● Stated exercise:
Print the passage on givers below word for word, between "It’s sad that" and "of collateral damage.", inclusive.

A twinkle crept across his face as he held the burgundy filigree in hand. Perhaps a trick of the dim light. I could have sworn they were tears of happiness. He muttered softly that I was the first relationship to reciprocate on the one Almighty day of Love. I was his first Valentine gift(er), ever.
Needless to say, I was shocked but at the same time, I understood. This person is exactly like me – emanating peace, love and happiness as a giver, but never receives. And what is interesting is that we are both in recovery from abuse.
It’s sad that givers attract users, abusive personalities and empty spirits. We givers are always hungry for what we do not get in return, so we sustain ourselves on the satisfaction of the little things in life, until we find a giver nearly identical to ourselves.
And then?? Oh Holy Mary Mother. It’s bliss, baby. When givers fall in love, it’s magnetic, inspiring, and the stuff dreams are made of.
If you’re a giver, then you get what I’m saying. We love offering a piece of ourselves just for a smile, or a thank you. It’s the little things that get us out of bed in the morning.
People in recovery (like me) nourish ourselves with the simplest notions that will love us back the most with the least amount of collateral damage.

● Data entries:
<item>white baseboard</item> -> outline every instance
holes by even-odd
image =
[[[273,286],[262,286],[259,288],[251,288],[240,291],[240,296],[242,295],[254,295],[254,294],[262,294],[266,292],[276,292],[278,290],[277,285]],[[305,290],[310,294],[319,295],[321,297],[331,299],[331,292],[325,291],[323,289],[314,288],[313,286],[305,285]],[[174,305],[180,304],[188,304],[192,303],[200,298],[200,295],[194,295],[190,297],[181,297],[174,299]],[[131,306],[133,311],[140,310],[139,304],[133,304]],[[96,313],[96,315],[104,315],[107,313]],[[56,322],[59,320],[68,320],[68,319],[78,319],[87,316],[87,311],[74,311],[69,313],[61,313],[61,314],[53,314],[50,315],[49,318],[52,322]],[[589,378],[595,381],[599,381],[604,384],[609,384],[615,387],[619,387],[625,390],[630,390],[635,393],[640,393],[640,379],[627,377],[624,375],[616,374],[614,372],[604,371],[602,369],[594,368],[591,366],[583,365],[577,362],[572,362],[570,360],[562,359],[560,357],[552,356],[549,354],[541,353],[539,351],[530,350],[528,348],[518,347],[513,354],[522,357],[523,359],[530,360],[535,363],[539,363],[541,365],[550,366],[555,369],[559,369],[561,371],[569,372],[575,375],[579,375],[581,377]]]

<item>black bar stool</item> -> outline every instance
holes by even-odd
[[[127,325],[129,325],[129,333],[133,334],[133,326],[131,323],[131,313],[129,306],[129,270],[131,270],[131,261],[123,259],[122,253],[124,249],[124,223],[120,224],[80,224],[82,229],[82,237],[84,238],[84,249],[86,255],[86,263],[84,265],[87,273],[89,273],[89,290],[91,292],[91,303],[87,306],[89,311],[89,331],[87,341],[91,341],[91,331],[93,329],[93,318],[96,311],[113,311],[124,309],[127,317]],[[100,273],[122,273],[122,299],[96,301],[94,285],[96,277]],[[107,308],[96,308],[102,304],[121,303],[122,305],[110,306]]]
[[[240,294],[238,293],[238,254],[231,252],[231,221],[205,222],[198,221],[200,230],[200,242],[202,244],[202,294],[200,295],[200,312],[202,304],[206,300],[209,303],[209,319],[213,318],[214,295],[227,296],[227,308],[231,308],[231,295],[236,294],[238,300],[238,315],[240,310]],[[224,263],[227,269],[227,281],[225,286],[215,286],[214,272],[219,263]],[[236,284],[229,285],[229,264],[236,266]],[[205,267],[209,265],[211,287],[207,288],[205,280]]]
==
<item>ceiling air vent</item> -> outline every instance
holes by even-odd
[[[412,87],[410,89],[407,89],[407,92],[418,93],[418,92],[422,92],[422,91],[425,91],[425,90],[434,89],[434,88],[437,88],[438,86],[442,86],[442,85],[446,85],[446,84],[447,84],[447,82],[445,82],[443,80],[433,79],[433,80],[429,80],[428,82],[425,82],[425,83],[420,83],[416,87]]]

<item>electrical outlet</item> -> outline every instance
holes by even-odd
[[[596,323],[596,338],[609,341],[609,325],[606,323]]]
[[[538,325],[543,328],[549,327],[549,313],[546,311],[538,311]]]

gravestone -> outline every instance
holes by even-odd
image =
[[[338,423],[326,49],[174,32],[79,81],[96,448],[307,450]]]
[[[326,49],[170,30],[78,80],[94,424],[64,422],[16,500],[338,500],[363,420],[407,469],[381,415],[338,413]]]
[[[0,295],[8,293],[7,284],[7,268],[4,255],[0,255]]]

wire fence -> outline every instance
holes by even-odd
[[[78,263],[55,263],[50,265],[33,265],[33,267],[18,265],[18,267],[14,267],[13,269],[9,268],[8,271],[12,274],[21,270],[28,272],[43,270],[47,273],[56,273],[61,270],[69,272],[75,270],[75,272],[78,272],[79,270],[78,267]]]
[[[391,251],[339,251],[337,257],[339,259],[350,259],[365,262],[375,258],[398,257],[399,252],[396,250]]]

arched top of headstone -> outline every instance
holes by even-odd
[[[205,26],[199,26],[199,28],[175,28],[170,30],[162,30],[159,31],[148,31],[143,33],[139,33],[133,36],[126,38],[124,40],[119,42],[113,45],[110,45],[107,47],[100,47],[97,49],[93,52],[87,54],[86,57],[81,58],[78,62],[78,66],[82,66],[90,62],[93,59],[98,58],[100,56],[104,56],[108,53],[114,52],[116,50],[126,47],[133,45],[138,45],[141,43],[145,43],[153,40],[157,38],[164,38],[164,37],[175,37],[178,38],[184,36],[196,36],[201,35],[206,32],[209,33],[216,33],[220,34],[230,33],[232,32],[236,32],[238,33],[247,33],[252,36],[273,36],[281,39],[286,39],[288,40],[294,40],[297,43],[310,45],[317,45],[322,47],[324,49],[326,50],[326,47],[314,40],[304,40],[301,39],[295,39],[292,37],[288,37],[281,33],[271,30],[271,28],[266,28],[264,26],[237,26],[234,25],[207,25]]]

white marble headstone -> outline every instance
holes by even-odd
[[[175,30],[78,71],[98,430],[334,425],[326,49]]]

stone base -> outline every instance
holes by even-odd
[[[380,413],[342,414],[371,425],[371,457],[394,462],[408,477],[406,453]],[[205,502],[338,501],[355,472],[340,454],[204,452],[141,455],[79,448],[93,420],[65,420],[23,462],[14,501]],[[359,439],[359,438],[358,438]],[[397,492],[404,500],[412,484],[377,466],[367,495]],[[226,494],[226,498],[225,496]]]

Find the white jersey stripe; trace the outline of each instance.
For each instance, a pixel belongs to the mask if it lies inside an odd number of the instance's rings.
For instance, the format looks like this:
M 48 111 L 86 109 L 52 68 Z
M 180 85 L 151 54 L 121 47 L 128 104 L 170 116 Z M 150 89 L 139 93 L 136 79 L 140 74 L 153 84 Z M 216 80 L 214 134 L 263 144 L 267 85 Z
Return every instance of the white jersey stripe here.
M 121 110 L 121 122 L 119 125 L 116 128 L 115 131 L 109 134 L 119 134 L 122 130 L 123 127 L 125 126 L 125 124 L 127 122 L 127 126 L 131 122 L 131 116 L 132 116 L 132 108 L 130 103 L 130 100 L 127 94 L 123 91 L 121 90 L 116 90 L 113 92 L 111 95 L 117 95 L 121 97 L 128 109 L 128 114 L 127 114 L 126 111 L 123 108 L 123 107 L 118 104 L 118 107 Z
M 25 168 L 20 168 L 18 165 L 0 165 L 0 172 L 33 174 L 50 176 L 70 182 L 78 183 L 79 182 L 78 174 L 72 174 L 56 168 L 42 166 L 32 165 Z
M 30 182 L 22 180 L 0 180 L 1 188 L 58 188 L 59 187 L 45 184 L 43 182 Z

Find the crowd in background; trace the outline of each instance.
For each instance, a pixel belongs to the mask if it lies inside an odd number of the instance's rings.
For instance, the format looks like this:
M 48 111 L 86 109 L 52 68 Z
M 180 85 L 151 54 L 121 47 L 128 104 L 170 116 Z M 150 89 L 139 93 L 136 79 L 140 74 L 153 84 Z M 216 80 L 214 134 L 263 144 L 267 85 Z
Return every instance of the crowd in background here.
* * *
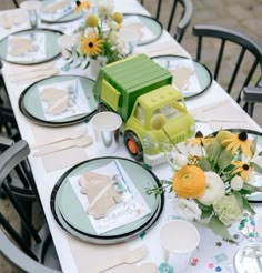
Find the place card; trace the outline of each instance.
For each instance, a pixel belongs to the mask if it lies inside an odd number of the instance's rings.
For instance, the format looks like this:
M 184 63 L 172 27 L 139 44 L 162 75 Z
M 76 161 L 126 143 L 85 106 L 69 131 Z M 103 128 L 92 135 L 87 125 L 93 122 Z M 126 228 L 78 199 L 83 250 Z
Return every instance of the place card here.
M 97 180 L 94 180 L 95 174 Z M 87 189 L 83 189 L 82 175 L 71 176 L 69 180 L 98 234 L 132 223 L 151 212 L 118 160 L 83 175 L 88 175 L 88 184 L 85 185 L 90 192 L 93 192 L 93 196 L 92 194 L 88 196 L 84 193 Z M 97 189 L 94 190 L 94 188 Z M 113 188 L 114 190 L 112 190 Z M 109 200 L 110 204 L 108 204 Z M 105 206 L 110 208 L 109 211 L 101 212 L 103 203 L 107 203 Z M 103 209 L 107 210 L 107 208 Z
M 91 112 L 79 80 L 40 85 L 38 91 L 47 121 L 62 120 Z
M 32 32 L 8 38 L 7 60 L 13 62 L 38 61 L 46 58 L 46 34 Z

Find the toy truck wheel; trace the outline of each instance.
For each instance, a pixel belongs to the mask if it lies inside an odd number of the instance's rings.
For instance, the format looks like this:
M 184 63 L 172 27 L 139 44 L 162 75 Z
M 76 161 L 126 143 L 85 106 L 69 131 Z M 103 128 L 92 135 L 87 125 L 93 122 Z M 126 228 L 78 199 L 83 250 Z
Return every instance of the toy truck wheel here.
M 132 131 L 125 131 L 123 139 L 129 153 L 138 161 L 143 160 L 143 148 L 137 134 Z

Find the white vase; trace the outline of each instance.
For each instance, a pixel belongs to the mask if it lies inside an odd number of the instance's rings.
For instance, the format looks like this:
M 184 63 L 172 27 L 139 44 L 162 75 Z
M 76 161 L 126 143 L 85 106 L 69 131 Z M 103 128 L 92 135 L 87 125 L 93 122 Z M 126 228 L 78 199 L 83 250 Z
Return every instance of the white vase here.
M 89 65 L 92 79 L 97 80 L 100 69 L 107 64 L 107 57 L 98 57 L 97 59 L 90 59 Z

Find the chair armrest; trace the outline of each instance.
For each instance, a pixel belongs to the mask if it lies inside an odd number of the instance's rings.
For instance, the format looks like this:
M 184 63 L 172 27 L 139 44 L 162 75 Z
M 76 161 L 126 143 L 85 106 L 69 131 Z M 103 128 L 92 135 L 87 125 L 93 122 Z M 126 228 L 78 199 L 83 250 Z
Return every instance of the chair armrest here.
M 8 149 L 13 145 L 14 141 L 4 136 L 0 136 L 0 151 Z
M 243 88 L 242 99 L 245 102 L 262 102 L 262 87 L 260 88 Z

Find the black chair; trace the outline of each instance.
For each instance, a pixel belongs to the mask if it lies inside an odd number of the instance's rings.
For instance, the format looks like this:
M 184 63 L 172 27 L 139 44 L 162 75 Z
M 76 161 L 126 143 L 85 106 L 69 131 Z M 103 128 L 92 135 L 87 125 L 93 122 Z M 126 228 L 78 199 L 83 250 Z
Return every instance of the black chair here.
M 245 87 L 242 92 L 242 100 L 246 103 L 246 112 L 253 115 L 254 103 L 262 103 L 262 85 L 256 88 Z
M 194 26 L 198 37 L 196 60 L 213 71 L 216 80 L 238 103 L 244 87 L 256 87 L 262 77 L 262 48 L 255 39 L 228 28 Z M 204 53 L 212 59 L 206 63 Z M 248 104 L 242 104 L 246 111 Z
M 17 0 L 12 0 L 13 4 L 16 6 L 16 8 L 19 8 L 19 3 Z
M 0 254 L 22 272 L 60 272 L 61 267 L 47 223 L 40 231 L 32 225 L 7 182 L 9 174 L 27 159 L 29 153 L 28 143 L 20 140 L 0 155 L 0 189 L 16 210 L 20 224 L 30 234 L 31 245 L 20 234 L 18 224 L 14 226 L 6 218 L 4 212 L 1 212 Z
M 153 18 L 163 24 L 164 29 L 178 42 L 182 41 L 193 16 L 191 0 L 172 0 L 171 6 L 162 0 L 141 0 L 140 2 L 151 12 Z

● Written solution:
It’s sad that givers attract users, abusive personalities and empty spirits. We givers are always hungry for what we do not get in return, so we sustain ourselves on the satisfaction of the little things in life, until we find a giver nearly identical to ourselves.
And then?? Oh Holy Mary Mother. It’s bliss, baby. When givers fall in love, it’s magnetic, inspiring, and the stuff dreams are made of.
If you’re a giver, then you get what I’m saying. We love offering a piece of ourselves just for a smile, or a thank you. It’s the little things that get us out of bed in the morning.
People in recovery (like me) nourish ourselves with the simplest notions that will love us back the most with the least amount of collateral damage.